## Your goal
Your answer should be every line from the records that contains "clothes".

## Source data

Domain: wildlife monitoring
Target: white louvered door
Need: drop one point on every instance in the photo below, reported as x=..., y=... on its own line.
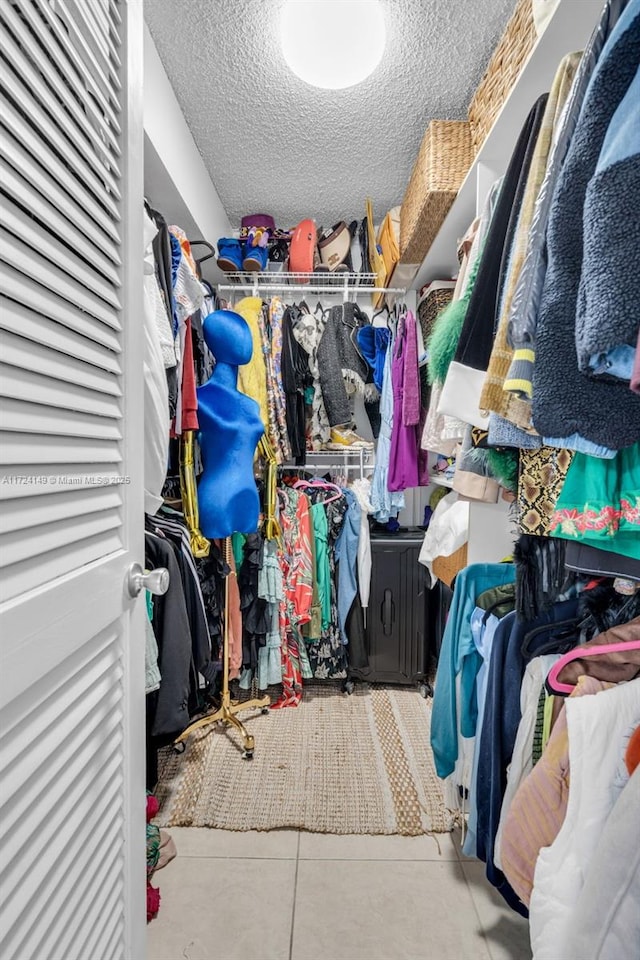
x=72, y=794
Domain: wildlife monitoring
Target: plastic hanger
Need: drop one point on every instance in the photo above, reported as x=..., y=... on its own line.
x=564, y=633
x=320, y=485
x=378, y=313
x=556, y=686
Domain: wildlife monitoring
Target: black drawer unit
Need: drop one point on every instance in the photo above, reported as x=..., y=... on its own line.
x=396, y=633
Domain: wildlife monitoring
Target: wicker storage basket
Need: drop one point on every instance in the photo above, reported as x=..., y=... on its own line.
x=504, y=69
x=446, y=568
x=443, y=161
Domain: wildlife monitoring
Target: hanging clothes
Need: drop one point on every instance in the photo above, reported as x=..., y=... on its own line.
x=252, y=376
x=271, y=331
x=341, y=366
x=585, y=413
x=296, y=377
x=295, y=607
x=328, y=656
x=405, y=379
x=347, y=558
x=270, y=589
x=308, y=330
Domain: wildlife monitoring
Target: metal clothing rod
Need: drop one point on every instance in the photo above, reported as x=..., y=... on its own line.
x=326, y=466
x=320, y=288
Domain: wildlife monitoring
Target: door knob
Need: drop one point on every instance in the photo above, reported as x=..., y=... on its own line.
x=156, y=581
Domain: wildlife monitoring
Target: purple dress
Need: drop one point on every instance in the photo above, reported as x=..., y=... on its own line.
x=405, y=379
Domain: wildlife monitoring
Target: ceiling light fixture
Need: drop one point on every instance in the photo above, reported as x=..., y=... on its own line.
x=332, y=44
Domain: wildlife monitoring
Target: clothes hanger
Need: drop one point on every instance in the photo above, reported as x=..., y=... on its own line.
x=556, y=686
x=320, y=485
x=565, y=633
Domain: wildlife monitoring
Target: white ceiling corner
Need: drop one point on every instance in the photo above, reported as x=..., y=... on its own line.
x=273, y=144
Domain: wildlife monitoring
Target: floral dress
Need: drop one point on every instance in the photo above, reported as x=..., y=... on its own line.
x=297, y=585
x=328, y=655
x=308, y=332
x=271, y=331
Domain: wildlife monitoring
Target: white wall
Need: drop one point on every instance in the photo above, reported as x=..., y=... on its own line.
x=176, y=181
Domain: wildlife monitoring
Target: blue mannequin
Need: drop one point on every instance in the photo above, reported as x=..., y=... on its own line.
x=230, y=428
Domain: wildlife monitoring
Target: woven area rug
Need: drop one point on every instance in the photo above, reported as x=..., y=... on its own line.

## Answer box
Target: hanging clothes
Target: clothes hanger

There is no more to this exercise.